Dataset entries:
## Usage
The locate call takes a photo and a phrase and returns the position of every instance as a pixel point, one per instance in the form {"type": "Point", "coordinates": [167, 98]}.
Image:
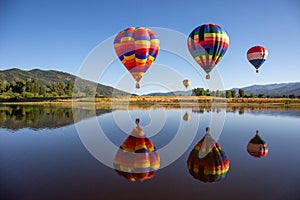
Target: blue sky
{"type": "Point", "coordinates": [60, 35]}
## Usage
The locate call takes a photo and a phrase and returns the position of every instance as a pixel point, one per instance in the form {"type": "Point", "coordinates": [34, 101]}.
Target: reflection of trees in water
{"type": "Point", "coordinates": [15, 117]}
{"type": "Point", "coordinates": [252, 110]}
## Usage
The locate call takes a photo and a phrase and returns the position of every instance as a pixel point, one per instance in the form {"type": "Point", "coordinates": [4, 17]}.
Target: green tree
{"type": "Point", "coordinates": [242, 93]}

## Your objective
Every record, word for word, should be given back without its pictures.

## Exercise solution
## Usage
The locate call takes a photo and a phrase and returns the position of every instance as a pixel point, one per instance in the form {"type": "Point", "coordinates": [167, 98]}.
Image:
Target: blue sky
{"type": "Point", "coordinates": [60, 35]}
## Usage
The locate call takes a photo and a phrase and returns the position of every instance as a pixel point, one per instance in the form {"type": "Point", "coordinates": [34, 101]}.
Target: reflection of trees in water
{"type": "Point", "coordinates": [15, 117]}
{"type": "Point", "coordinates": [252, 110]}
## Usage
The locate call takes a photo and a phrase and returns the position of every instance as a pixel point, one per instance in the form {"type": "Point", "coordinates": [4, 17]}.
Target: green tree
{"type": "Point", "coordinates": [242, 93]}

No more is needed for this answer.